PASSAGE:

Spring 2025 Abstracts

Jialong Deng

Determining whether a closed smooth manifold admits a Riemannian metric with positive scalar curvature is a fundamental question in geometry and general relativity. In this talk, I will demonstrate that certain classes of manifolds, including some locally CAT(0) manifolds and almost nonpositively curved manifolds, do not admit metrics of positive scalar curvature.

Dylan Galt

In this talk, I will describe joint work with Langte Ma studying dimension reduction phenomena for absolute minimizers of the Yang-Mills functional. This work is motivated by special holonomy geometry and I will emphasize applications to gauge theory on special holonomy manifolds. I will explain the general approach to such phenomena that we develop, characterizing the moduli space of generalized anti-self-dual instantons on certain bundles over product Riemannian manifolds equipped with a parallel codimension-4 differential form. One outcome of this is an explicit description of instanton moduli spaces over certain product special holonomy manifolds.

Yujie Wu

We introduce a method of constructing (generalized) capillary surfaces called "\theta-bubble", via Gromov's celebrated "\mu-bubble" method. Using this, we study manifolds with nonnegative scalar curvature (NNSC) and strictly mean convex boundary. We prove a fill-in question of Gromov, a band-width estimate, and a compactness conjecture of M. Li in the case of surfaces.

STATED GOAL 1: In the abstracts, repeat word for word the stretch from "In this talk, I will describe" through "product special holonomy manifolds.".
STATED GOAL 2: In the abstracts, who is named as the collaborator in Dylan Galt's joint work on the Yang-Mills functional?

SUPPLIED RECORDS:
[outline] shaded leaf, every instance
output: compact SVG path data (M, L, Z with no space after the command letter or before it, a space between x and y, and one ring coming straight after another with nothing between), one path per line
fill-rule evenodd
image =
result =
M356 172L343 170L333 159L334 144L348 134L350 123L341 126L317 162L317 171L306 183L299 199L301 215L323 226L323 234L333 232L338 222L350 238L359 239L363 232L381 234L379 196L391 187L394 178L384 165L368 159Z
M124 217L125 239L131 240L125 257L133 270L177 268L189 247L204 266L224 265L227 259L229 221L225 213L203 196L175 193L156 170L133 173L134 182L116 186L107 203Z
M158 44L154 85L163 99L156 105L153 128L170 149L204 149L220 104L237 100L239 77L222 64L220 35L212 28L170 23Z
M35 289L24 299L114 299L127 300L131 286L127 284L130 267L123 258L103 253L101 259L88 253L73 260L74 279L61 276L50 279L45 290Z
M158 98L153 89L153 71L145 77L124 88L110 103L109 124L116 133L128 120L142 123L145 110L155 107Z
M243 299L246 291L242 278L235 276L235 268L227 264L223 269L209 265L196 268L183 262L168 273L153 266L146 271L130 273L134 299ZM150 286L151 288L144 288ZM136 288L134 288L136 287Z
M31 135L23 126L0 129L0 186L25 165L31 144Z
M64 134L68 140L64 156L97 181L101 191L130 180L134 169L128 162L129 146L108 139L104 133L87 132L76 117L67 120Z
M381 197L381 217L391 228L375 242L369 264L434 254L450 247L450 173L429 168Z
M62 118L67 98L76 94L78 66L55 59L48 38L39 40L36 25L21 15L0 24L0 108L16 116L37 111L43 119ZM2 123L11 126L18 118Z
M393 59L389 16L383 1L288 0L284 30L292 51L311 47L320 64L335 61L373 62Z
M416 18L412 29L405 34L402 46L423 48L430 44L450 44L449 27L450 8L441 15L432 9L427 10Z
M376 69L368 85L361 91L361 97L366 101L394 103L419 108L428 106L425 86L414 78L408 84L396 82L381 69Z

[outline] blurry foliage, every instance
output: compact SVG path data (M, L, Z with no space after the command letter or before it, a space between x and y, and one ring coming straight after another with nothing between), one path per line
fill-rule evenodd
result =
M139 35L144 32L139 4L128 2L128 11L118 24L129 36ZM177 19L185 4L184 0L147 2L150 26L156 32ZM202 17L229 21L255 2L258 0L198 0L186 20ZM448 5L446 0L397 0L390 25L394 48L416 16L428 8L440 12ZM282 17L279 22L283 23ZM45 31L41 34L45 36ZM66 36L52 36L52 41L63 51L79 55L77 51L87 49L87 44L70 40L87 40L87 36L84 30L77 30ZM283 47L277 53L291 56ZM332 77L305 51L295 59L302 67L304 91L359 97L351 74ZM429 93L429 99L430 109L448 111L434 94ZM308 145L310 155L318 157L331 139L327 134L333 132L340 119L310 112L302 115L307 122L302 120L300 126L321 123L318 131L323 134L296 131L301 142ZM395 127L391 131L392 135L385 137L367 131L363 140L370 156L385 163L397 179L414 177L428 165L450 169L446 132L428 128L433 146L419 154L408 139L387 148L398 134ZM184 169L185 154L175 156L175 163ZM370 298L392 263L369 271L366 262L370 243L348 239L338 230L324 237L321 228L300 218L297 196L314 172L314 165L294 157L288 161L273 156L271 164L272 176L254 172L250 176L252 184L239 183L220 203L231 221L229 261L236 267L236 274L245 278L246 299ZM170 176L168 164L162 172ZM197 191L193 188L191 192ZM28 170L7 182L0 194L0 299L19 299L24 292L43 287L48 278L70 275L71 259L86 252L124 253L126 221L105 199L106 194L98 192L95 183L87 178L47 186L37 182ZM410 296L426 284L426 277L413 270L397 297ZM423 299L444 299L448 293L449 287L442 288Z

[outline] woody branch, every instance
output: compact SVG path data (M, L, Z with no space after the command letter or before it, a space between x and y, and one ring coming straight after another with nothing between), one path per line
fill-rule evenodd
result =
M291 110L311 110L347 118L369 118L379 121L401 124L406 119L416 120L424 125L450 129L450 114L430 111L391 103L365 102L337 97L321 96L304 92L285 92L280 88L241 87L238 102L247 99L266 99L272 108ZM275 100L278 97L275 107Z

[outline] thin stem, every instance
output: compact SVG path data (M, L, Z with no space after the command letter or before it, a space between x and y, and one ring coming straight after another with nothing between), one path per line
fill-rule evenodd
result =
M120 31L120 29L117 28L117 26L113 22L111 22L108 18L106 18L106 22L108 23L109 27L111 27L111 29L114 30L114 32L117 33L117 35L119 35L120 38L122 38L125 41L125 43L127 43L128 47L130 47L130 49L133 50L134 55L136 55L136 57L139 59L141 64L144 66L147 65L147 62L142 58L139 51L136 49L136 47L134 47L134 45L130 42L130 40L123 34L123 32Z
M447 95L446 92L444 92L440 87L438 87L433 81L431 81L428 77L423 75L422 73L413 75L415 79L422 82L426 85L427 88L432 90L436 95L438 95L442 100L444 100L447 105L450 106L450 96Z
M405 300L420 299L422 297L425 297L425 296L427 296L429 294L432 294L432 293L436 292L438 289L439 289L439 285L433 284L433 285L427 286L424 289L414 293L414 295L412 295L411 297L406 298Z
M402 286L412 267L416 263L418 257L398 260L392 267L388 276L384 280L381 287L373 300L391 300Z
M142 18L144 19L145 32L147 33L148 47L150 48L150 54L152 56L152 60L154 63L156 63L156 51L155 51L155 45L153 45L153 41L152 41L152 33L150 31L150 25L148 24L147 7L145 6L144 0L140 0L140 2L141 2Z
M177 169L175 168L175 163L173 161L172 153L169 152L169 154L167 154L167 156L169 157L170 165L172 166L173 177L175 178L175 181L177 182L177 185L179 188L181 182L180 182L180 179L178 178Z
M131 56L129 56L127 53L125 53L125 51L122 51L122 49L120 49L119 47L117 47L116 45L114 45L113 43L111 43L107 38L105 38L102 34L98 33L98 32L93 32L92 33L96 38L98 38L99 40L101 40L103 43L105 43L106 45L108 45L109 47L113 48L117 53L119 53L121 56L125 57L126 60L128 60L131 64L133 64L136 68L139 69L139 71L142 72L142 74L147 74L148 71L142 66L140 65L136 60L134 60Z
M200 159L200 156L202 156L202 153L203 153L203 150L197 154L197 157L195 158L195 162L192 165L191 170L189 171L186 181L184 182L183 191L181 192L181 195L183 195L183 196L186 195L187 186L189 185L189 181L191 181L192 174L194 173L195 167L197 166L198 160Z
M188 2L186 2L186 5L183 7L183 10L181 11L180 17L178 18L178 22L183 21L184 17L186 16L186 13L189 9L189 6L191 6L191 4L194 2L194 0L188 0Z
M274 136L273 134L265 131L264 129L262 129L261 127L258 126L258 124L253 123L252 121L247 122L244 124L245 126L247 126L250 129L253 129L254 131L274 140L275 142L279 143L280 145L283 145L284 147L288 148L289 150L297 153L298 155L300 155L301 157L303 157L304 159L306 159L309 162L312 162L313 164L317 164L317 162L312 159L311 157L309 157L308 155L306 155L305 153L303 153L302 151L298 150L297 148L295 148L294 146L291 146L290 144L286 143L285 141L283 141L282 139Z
---
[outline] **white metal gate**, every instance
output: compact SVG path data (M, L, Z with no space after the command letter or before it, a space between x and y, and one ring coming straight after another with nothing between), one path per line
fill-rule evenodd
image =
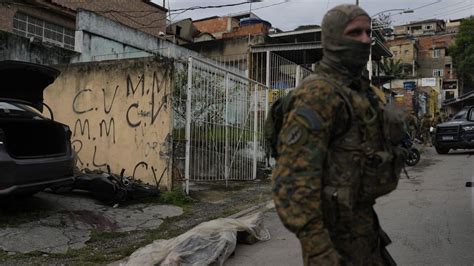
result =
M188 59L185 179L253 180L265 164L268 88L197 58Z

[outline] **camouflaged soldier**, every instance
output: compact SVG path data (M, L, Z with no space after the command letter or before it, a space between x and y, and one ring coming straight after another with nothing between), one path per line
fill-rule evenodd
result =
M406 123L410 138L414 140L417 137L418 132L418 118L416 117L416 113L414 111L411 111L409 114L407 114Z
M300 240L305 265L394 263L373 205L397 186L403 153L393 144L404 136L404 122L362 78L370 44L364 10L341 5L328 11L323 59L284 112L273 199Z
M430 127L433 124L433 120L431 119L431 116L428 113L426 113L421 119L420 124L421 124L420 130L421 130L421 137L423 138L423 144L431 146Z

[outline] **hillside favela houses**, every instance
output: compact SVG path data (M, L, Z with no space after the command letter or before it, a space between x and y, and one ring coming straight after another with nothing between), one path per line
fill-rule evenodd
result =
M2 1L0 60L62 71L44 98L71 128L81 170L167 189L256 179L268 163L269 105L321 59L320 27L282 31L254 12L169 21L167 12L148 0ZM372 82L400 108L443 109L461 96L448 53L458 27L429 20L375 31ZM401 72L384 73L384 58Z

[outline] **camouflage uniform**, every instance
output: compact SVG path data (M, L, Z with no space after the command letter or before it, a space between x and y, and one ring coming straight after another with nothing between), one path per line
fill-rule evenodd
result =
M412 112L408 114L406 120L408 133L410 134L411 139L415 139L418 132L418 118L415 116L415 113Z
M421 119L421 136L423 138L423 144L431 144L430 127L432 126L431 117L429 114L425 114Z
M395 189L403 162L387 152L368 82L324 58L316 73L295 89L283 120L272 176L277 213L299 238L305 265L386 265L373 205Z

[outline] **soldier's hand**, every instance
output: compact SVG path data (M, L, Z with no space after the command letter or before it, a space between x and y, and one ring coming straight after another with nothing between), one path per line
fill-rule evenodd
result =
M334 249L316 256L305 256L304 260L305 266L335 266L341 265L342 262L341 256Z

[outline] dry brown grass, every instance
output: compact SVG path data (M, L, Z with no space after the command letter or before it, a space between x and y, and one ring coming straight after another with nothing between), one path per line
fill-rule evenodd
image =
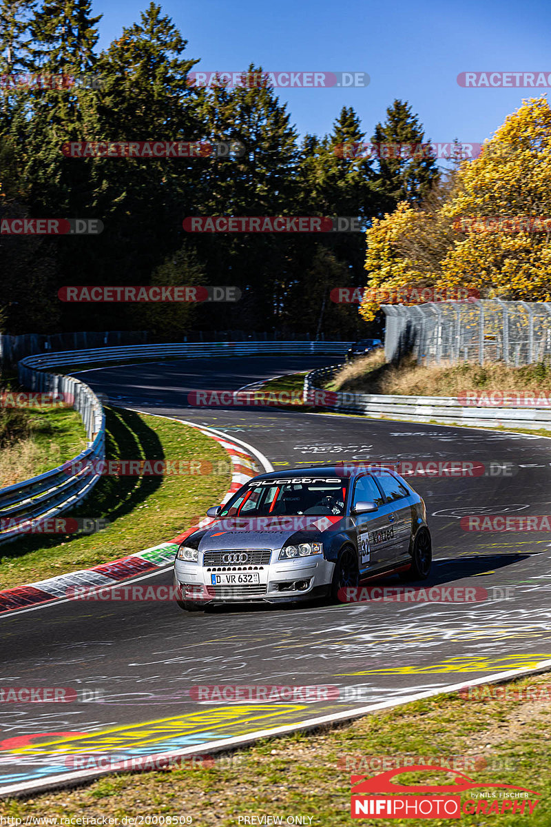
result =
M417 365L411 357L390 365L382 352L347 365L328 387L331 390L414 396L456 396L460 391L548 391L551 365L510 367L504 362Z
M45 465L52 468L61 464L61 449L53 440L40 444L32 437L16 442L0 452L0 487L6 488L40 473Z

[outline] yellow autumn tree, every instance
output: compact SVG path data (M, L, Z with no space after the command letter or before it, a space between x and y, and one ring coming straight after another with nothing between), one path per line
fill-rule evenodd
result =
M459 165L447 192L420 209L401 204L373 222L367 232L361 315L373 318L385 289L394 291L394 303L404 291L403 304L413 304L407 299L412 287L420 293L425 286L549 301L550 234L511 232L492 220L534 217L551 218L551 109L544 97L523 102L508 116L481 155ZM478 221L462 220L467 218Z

COMPLETE RESPONSE 1:
In this talk, I will describe joint work with Langte Ma studying dimension reduction phenomena for absolute minimizers of the Yang-Mills functional. This work is motivated by special holonomy geometry and I will emphasize applications to gauge theory on special holonomy manifolds. I will explain the general approach to such phenomena that we develop, characterizing the moduli space of generalized anti-self-dual instantons on certain bundles over product Riemannian manifolds equipped with a parallel codimension-4 differential form. One outcome of this is an explicit description of instanton moduli spaces over certain product special holonomy manifolds.

COMPLETE RESPONSE 2: Langte Ma